Provided information
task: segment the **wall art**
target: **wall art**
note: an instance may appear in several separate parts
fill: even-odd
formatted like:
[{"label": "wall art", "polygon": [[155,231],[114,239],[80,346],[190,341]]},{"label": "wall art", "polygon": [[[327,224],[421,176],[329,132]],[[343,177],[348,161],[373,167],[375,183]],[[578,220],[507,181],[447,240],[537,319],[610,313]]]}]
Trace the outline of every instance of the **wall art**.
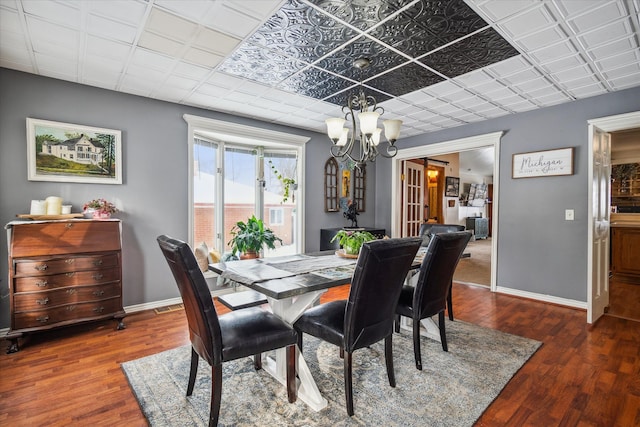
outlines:
[{"label": "wall art", "polygon": [[27,118],[29,181],[122,184],[122,133]]}]

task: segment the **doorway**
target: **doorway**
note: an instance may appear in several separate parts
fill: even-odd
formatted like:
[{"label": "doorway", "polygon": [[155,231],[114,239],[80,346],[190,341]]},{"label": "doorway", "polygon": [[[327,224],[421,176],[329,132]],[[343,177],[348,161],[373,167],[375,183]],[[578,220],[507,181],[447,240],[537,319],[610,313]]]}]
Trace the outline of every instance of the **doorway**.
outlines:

Your task
Print exactly the lines of the records from the one containing "task: segment the **doorway**" through the end, and nothing besides them.

Answer
task: segment the **doorway**
target: **doorway**
note: an instance may appear in several separate parts
fill: even-odd
formatted like:
[{"label": "doorway", "polygon": [[155,231],[114,239],[80,346],[190,341]]},{"label": "doorway", "polygon": [[[327,224],[421,176],[329,132]],[[343,177],[348,161],[373,167],[375,183]],[[578,220],[507,181],[447,240],[537,319],[610,313]]]}]
Trace the outline of every instance of the **doorway**.
outlines:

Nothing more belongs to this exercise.